Fear and greed are driving the shares of Standard Chartered (LSE: STAN).
You'd have to be crazy to buy Standard Chartered (LSE: STAN) right now, wouldn't you?
One of the few banks to survive the financial crisis with its reputation intact, it is now facing the wrath of New York regulators after being accused of moving $250 billion of Iranian money in defiance of US sanctions.
That's the sort of thing that drives the US mad. So mad, in fact, that the UK-listed bank even risks losing its license to trade on Wall Street.
Yet clearly there are plenty of crazy people out there, because over the last couple of days, investors have been snapping up shares in the bank.
Crazy days
At first, investors ran in fear. Then greed took over.
Before the crisis broke, Standard Chartered shares would have cost you 1,603p. By Wednesday morning, they had fallen to 1,125p, a drop of 30%. I hope you didn't sell at that point, because they then rallied 17% to close at 1,315p.
At time of writing on Friday morning, the shares are trading at 1,350p.
Given the charge sheet -- money laundering for the country that annoys the US like no other -- you might expect the share price to be quivering in a bombproof bunker.
But that's not how investors think. Fear and greed drives them crazy.
Muck and brass
Standard Chartered directors have fought back, claiming the amounts involved were a mere $14 million, largely down to administrative errors. The bank claims 99.9% of its transactions with Iran complied with US regulations.
Bank of England governor Mervyn King did his bit, criticising New York regulator Benjamin Lawsky for pre-empting a joint investigation by five separate agencies.
Standard Chartered is down nearly 15% on the week, but plenty of people will have made money from it, says Danny Cox at Hargreaves Lansdown: “Investors who bought at the bottom and sold on Wednesday night have made a tidy 27%.”
──────────────────────────────
WRITTEN PROBLEM 1 ▸ Using the article about Standard Chartered, decide whether each statement below agrees with it, answering yes or no and quoting the deciding words. (a) By Wednesday morning the bank's shares had dropped 30% to 1,125p. (b) The bank says all of its transactions with Iran complied with US regulations. (c) Mervyn King faulted Benjamin Lawsky for pre-empting a joint investigation.

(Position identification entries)
──────────────────────────────
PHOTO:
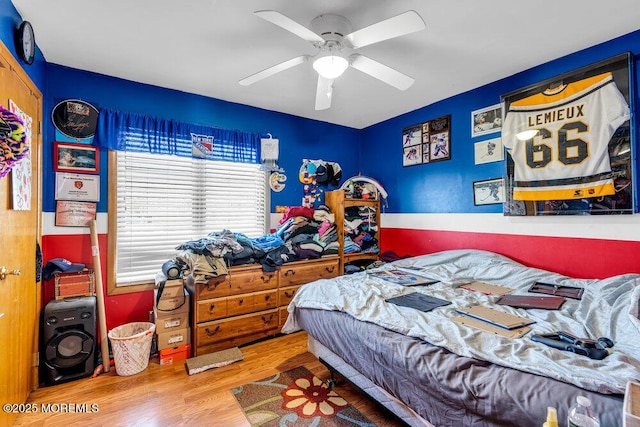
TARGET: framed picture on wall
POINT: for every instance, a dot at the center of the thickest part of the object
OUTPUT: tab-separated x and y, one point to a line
79	158
427	142
440	139
486	120
488	192
412	155
488	151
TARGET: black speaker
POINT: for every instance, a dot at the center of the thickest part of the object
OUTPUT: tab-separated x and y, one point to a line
68	345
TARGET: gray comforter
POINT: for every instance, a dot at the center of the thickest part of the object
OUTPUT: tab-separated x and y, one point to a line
608	308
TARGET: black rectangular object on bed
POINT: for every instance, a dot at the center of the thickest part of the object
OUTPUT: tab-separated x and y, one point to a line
557	290
418	301
531	301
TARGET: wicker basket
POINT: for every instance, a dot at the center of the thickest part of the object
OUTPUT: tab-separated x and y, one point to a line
131	345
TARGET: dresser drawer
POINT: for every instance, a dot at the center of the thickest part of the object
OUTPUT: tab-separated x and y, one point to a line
285	295
305	272
211	309
248	324
214	288
253	281
284	314
248	303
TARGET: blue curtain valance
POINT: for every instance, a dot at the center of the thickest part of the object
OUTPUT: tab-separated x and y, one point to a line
122	131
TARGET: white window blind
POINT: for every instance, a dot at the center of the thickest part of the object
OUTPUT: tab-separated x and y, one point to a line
163	201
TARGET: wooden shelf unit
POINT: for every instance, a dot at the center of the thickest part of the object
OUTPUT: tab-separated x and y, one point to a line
337	202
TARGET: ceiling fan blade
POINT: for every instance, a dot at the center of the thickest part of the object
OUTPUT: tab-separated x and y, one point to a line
381	72
273	70
289	24
324	93
400	25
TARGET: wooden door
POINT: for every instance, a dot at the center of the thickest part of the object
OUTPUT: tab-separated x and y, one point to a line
20	232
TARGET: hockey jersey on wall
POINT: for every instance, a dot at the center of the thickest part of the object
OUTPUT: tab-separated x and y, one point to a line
568	157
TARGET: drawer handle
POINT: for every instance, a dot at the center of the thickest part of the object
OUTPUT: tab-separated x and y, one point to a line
210	332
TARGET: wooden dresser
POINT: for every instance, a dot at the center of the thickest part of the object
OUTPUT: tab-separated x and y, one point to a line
249	303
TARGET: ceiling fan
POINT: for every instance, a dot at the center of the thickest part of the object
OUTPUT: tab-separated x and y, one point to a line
334	38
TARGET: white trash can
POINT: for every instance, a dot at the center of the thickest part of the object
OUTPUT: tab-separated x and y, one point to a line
131	346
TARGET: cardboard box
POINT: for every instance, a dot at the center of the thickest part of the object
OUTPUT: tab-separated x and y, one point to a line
174	354
174	338
74	284
172	304
170	321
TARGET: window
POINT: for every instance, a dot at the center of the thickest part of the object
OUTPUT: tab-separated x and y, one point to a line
159	201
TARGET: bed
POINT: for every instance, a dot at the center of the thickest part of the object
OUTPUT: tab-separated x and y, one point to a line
430	370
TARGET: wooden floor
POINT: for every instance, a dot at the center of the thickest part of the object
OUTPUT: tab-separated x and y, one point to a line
167	396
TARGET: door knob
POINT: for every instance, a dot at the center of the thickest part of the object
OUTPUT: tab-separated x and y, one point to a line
4	272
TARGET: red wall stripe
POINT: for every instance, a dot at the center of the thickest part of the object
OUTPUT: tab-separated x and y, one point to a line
574	257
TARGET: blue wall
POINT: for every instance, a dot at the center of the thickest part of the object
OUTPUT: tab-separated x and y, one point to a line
441	187
446	186
299	138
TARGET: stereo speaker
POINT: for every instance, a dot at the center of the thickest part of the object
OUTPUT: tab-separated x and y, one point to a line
68	345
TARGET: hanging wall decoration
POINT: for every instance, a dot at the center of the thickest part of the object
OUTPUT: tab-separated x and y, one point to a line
569	143
269	153
21	173
488	151
13	141
486	120
427	142
75	121
277	181
76	158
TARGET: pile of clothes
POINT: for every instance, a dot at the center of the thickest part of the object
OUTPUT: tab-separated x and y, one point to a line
303	233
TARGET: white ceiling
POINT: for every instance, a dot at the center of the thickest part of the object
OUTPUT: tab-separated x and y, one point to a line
207	46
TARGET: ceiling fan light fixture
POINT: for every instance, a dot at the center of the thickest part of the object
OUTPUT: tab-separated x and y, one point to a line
330	66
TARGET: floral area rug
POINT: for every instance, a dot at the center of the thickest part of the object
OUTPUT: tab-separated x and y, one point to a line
296	398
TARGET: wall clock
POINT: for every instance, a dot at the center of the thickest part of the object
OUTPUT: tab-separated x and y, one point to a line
26	42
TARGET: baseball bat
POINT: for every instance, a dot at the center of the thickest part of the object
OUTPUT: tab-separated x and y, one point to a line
102	319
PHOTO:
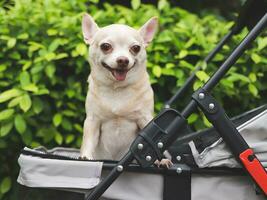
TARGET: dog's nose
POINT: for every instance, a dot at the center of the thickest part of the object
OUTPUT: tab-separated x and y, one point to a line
122	61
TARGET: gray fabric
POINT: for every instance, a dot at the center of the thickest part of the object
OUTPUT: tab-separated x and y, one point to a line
136	186
206	187
40	172
253	131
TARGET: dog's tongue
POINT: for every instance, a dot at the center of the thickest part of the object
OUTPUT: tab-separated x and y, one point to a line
120	75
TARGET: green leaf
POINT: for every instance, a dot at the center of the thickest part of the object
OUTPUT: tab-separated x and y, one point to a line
57	119
8	94
192	118
162	4
253	90
252	77
37	105
6	114
81	48
14	102
27	137
58	138
69	139
66	124
135	4
24	78
256	58
51	32
182	54
5	128
156	71
50	71
11	43
30	87
5	185
25	103
20	124
202	76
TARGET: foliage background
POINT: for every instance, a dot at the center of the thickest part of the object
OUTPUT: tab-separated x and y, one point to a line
43	69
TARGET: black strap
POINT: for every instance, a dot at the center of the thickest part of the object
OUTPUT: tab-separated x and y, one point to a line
177	187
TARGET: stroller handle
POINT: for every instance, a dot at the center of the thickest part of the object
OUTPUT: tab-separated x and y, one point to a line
190	108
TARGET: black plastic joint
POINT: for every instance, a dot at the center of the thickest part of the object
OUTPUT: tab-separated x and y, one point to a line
206	102
156	137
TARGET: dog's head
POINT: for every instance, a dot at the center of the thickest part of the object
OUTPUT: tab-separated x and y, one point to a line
117	52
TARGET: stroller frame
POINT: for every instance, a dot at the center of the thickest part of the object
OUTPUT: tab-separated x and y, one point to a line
165	128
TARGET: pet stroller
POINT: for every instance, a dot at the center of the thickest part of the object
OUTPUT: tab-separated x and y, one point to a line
227	161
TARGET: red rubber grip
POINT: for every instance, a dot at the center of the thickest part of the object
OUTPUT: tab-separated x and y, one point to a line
255	169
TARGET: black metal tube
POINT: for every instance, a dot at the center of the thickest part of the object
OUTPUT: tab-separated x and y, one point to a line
192	77
223	69
113	175
239	50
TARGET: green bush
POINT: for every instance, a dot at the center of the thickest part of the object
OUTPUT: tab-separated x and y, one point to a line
43	69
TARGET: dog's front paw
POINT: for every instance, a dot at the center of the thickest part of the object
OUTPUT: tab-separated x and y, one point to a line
166	163
84	156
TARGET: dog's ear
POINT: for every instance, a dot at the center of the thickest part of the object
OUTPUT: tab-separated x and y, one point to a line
148	30
89	28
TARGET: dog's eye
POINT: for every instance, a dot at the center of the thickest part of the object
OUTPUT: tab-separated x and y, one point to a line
135	49
106	47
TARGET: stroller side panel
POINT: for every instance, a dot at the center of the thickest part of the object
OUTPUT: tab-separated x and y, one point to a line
223	187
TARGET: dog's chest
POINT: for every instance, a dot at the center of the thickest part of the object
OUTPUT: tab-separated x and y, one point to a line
116	137
117	103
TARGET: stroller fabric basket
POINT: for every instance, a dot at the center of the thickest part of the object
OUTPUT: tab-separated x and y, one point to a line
212	173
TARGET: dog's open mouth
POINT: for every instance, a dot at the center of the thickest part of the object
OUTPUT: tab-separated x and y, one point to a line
119	74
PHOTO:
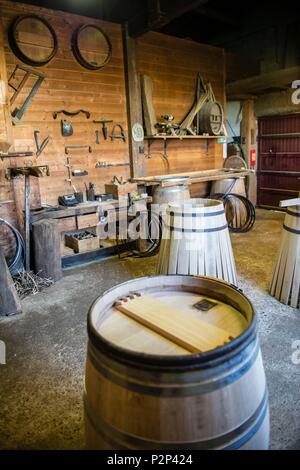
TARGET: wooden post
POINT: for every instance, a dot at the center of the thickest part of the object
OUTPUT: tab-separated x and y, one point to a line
27	220
134	104
46	246
6	133
248	137
9	300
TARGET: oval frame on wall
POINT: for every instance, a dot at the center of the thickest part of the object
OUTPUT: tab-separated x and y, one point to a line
79	55
17	50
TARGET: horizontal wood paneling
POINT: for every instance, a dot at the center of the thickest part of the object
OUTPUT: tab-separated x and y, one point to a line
70	86
173	65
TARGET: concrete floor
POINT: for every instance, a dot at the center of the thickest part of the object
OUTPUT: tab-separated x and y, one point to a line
41	384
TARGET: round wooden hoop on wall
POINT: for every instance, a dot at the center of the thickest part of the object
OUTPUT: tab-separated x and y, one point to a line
87	58
22	42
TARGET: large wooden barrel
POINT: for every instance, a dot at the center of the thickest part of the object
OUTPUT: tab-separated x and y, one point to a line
285	284
143	391
236	213
211	118
195	240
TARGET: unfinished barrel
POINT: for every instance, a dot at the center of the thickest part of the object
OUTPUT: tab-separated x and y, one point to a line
211	118
144	391
196	241
236	213
285	284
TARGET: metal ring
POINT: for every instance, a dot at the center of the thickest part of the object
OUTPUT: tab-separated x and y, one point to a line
12	31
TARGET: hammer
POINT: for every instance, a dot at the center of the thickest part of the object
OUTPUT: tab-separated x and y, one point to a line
104	127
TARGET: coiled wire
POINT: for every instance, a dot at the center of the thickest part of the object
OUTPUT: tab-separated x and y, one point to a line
250	210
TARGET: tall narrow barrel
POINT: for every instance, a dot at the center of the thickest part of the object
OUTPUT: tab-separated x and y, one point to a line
195	240
285	284
143	391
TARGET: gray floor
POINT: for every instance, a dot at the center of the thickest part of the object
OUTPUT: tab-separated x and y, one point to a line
42	382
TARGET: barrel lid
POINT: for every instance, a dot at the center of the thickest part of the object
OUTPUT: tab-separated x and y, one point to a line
112	330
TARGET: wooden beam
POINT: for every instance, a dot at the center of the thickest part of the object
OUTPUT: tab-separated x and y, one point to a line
6	132
159	13
215	14
134	104
276	79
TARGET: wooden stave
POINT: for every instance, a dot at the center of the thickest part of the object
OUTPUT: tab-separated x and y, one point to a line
285	284
231	368
178	256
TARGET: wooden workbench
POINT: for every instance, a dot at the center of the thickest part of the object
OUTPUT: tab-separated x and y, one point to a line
68	221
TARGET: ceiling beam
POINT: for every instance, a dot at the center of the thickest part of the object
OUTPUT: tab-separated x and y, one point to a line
216	15
159	13
281	79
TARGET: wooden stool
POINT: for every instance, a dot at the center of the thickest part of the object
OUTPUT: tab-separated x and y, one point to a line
196	241
285	285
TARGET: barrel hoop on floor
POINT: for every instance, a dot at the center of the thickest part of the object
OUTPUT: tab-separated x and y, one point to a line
──────────────────────────────
WRITTEN PROBLEM 2 ▸ Return every line of the entries that contains the word "barrel". Case counts.

WRITTEN REPLY 1 ▸
(a) Yes: "By Wednesday morning, they had fallen to 1,125p, a drop of 30%."
(b) No: "The bank claims 99.9% of its transactions with Iran complied with US regulations."
(c) Yes: "criticising New York regulator Benjamin Lawsky for pre-empting a joint investigation by five separate agencies."

WRITTEN REPLY 2 ▸
TARGET: large wooden barrel
TARGET: unfinished barrel
TARGET: tall narrow barrel
TARGET: barrel lid
TARGET: barrel hoop on floor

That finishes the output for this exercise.